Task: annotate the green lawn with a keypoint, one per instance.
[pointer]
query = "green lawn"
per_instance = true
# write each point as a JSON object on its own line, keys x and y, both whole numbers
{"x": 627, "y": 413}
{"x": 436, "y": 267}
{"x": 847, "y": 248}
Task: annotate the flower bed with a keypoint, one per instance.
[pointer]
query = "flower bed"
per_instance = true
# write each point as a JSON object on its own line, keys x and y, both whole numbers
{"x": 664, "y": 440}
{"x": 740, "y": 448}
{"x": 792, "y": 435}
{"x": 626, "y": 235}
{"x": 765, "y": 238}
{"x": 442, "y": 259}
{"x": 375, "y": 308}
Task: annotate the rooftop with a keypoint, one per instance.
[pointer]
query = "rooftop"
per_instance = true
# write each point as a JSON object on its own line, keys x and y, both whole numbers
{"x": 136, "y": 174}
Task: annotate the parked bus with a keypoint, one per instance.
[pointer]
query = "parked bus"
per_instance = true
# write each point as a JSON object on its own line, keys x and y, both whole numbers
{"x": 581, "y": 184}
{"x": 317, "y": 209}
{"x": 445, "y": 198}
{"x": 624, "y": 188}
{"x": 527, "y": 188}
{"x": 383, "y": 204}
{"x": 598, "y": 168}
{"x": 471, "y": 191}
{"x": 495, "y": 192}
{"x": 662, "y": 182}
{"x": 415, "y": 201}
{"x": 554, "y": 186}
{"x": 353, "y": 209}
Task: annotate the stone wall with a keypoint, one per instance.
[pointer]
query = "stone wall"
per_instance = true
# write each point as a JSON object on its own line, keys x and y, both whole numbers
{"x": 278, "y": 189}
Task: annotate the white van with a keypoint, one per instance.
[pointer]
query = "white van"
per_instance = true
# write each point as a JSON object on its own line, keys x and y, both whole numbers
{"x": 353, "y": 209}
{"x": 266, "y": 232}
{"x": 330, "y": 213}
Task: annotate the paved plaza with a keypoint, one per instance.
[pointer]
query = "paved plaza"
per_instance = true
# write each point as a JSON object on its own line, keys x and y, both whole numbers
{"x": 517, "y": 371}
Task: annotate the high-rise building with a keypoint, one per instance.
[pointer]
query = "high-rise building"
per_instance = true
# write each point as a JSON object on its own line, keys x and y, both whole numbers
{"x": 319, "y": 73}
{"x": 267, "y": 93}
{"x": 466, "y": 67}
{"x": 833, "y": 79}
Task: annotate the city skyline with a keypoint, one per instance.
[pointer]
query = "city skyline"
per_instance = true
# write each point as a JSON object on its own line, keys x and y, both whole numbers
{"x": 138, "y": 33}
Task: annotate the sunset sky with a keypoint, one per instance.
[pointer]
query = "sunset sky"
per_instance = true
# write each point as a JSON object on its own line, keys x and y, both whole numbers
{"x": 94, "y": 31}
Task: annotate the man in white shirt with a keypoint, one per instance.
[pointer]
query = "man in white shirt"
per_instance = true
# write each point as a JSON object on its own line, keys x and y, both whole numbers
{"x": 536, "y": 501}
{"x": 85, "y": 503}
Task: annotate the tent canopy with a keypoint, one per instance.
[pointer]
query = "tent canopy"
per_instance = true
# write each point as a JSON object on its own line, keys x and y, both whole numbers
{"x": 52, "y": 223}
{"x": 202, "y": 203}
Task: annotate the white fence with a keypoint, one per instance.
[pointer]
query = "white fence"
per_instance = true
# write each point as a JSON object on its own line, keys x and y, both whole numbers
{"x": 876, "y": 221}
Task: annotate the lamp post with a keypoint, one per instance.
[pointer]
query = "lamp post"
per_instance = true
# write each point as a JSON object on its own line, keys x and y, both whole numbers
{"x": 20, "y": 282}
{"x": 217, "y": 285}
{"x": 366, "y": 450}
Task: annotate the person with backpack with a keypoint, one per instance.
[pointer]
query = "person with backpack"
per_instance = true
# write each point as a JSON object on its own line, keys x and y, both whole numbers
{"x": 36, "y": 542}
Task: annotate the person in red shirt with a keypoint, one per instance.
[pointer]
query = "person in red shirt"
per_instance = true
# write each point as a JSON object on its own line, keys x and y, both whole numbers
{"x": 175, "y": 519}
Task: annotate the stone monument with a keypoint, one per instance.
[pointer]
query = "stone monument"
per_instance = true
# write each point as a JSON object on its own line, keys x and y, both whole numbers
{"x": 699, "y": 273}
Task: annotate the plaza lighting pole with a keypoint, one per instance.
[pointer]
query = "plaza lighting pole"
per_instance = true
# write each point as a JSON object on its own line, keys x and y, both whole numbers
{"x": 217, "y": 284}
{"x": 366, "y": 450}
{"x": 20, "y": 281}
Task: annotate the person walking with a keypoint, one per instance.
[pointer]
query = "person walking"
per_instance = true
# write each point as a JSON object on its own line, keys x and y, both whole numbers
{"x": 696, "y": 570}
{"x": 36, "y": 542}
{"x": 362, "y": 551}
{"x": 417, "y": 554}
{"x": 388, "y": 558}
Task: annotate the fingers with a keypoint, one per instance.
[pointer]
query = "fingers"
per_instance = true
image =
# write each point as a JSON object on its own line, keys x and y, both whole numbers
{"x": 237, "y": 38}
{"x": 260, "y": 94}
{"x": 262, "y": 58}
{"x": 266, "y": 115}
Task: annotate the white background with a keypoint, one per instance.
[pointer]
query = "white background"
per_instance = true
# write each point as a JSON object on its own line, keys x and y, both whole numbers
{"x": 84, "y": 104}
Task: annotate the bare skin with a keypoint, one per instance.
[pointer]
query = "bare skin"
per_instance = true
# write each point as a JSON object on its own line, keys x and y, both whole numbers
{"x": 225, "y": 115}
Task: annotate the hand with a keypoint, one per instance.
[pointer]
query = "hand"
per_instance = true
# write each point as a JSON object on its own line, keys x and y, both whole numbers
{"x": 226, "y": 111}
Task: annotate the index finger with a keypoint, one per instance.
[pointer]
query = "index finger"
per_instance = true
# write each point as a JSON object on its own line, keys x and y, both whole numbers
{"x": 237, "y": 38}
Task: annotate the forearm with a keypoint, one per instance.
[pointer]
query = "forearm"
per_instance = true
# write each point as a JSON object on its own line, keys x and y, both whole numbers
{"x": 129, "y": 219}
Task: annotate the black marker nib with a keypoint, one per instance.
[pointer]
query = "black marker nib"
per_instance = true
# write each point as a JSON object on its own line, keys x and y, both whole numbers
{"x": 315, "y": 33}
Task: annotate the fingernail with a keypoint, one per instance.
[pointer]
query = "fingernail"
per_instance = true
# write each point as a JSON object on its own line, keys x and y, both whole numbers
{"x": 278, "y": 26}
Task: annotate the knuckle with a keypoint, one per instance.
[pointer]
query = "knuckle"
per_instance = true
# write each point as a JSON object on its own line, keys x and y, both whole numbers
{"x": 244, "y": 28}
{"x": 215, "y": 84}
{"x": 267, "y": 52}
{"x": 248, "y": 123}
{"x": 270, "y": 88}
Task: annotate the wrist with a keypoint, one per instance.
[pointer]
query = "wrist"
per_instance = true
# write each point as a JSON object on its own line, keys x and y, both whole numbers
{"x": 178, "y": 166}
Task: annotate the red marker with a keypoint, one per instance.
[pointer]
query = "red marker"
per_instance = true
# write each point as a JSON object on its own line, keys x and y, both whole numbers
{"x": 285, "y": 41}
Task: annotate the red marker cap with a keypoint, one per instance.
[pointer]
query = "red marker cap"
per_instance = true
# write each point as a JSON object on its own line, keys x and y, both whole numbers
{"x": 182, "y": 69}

#### What you will do
Return every record above exactly as written.

#### Output for this task
Task: annotate the green lawn with a keypoint, one per instance.
[pointer]
query = "green lawn"
per_instance = true
# write each point as a JSON object on its own line, keys x and y, both whole numbers
{"x": 627, "y": 413}
{"x": 436, "y": 267}
{"x": 847, "y": 248}
Task: annotate the flower bed with a keypoint, one per instance.
[pointer]
query = "flower bed"
per_instance = true
# write each point as a JSON object on its own line, keys x and y, both whole numbers
{"x": 664, "y": 440}
{"x": 740, "y": 448}
{"x": 792, "y": 435}
{"x": 626, "y": 235}
{"x": 765, "y": 238}
{"x": 442, "y": 259}
{"x": 375, "y": 308}
Task: annotate the rooftop with a keypoint, one per instance.
[pointer]
query = "rooftop"
per_instance = true
# write each point as a JSON object on its own line, keys x and y, both whole numbers
{"x": 136, "y": 174}
Task: annotate the parked bus with a keypoint, one per instance.
[pointer]
query = "parked bus"
per_instance = true
# write each point as a JSON object on its own line, keys x and y, both whole numbers
{"x": 581, "y": 184}
{"x": 317, "y": 209}
{"x": 445, "y": 198}
{"x": 624, "y": 188}
{"x": 527, "y": 188}
{"x": 383, "y": 204}
{"x": 598, "y": 168}
{"x": 471, "y": 191}
{"x": 495, "y": 192}
{"x": 662, "y": 182}
{"x": 415, "y": 201}
{"x": 554, "y": 186}
{"x": 353, "y": 209}
Task: annotate the stone wall with a keypoint, one per instance.
[pointer]
query = "stone wall"
per_instance = true
# write each point as a JSON object on its own line, keys x and y, both whole numbers
{"x": 278, "y": 189}
Task: annotate the white van with a keypoint, one per instance.
[pointer]
query = "white van"
per_instance = true
# write each point as a JSON object on its own line, keys x and y, both whole numbers
{"x": 353, "y": 209}
{"x": 266, "y": 232}
{"x": 330, "y": 213}
Task: annotate the paved plaza with a keypoint, one per instance.
[pointer]
query = "paved plaza"
per_instance = true
# write each point as a JSON object on its own line, keys x and y, both whole numbers
{"x": 517, "y": 371}
Task: annotate the high-rise building with a keypoint, one per instance.
[pointer]
query = "high-rise building"
per_instance = true
# write each point as a JSON object on its own line, keys x and y, both whole numbers
{"x": 319, "y": 73}
{"x": 267, "y": 93}
{"x": 466, "y": 67}
{"x": 833, "y": 79}
Task: annotate the city skyline with a keypoint, one per instance.
[pointer]
query = "city skyline"
per_instance = true
# write each point as a JSON object on its own line, keys x and y, both whole numbers
{"x": 138, "y": 33}
Task: annotate the sunset sky with a keypoint, one per instance.
[pointer]
query = "sunset sky"
per_instance = true
# write each point as a JSON object on its own line, keys x and y, both whole numbers
{"x": 94, "y": 31}
Task: annotate the man in white shirt with a keypoint, one per instance.
[pointer]
query = "man in white shirt"
per_instance = true
# write each point as a JSON object on its own line, keys x and y, both whole numbers
{"x": 536, "y": 501}
{"x": 85, "y": 503}
Task: annotate the tent canopy with a keypoint, one per instance.
[pointer]
query = "tent canopy"
per_instance = true
# write each point as a JSON object on its own line, keys x and y, both whole numbers
{"x": 52, "y": 223}
{"x": 202, "y": 203}
Task: annotate the white fence with a keypoint, one per instance.
[pointer]
query = "white fence"
per_instance = true
# write each point as a JSON object on its own line, keys x and y, both whole numbers
{"x": 876, "y": 221}
Task: annotate the lamp post with a keypoint, one per instance.
[pointer]
query = "lamp post"
per_instance = true
# write each point as a JSON object on its own line, keys x and y, both whole numbers
{"x": 20, "y": 282}
{"x": 217, "y": 285}
{"x": 366, "y": 450}
Task: annotate the person with backpack with a keypoint, one per instance.
[pointer]
query = "person with backpack"
per_instance = true
# write each point as a JSON object on its own line, keys x and y, both whole numbers
{"x": 36, "y": 542}
Task: annotate the person in red shirt with a keypoint, one per instance.
[pointer]
query = "person in red shirt"
per_instance = true
# write each point as a JSON object on its own line, keys x and y, both whole numbers
{"x": 175, "y": 519}
Task: annotate the stone monument with a keypoint, one per instance.
[pointer]
query = "stone monument"
per_instance = true
# write each point as a JSON object on its own line, keys x and y, both whole numbers
{"x": 699, "y": 273}
Task: annotate the plaza lighting pole with a keypoint, one per instance.
[pointer]
query = "plaza lighting pole"
per_instance = true
# write each point as a JSON object on its own line, keys x and y, both whole numbers
{"x": 217, "y": 284}
{"x": 366, "y": 450}
{"x": 20, "y": 281}
Task: annotate the person walking with a keypoint, one per instance.
[pointer]
query = "person walking"
per_instance = true
# write each point as a JSON object on its own line, keys x and y, both whole numbers
{"x": 696, "y": 570}
{"x": 36, "y": 542}
{"x": 362, "y": 551}
{"x": 417, "y": 554}
{"x": 388, "y": 558}
Task: annotate the fingers with a keypoint, one per instance.
[pointer]
query = "fingers"
per_instance = true
image =
# write each point as a JSON object on its own line, keys x and y, both whole numbers
{"x": 237, "y": 38}
{"x": 260, "y": 94}
{"x": 262, "y": 58}
{"x": 266, "y": 115}
Task: annotate the white background with a keypoint, one per instance.
[pointer]
query = "white background"
per_instance = true
# write each point as a JSON object on its own line, keys x and y, both whole numbers
{"x": 84, "y": 104}
Task: annotate the bare skin with a keypoint, one per instance.
[pointer]
query = "bare skin"
per_instance = true
# write each point as a JSON object on its own line, keys x and y, both whole numbers
{"x": 225, "y": 115}
Task: annotate the hand with a keypoint, one per instance.
[pointer]
query = "hand"
per_instance = true
# write each point as a JSON object on its own line, keys x and y, both whole numbers
{"x": 226, "y": 111}
Task: annotate the index finger with a keypoint, one per instance.
[pointer]
query = "index finger"
per_instance = true
# write each point as a JSON object on its own line, keys x and y, both whole numbers
{"x": 237, "y": 38}
Task: annotate the forearm with a keypoint, one per instance.
[pointer]
query = "forearm"
per_instance = true
# write each point as a JSON object on its own line, keys x and y, both whole numbers
{"x": 129, "y": 219}
Task: annotate the black marker nib with a keypoint, one per instance.
[pointer]
query = "black marker nib"
per_instance = true
# write each point as a JSON object on its own line, keys x and y, both whole numbers
{"x": 315, "y": 33}
Task: annotate the fingernail with a keypoint, one per instance.
[pointer]
query = "fingernail"
per_instance = true
# write each point as a JSON object on its own line, keys x and y, both whole numbers
{"x": 278, "y": 26}
Task: annotate the knuckle with a keypoint, one per instance.
[pointer]
query = "knuckle"
per_instance = true
# write each point as a JSON object on its own line, keys x and y, both whole numbers
{"x": 244, "y": 28}
{"x": 215, "y": 84}
{"x": 267, "y": 52}
{"x": 248, "y": 123}
{"x": 270, "y": 88}
Task: annotate the wrist with a keypoint, one per instance.
[pointer]
query = "wrist"
per_instance = true
# write each point as a JSON object on its own line, keys x and y, both whole numbers
{"x": 178, "y": 166}
Task: annotate the red marker with a keypoint, one per instance.
[pointer]
query = "red marker"
per_instance = true
# write each point as a JSON object on its own line, keys x and y, both whole numbers
{"x": 285, "y": 41}
Task: annotate the red marker cap with a keypoint, one per instance.
[pointer]
query = "red marker cap"
per_instance = true
# write each point as a JSON object on its own line, keys x and y, both whole numbers
{"x": 182, "y": 69}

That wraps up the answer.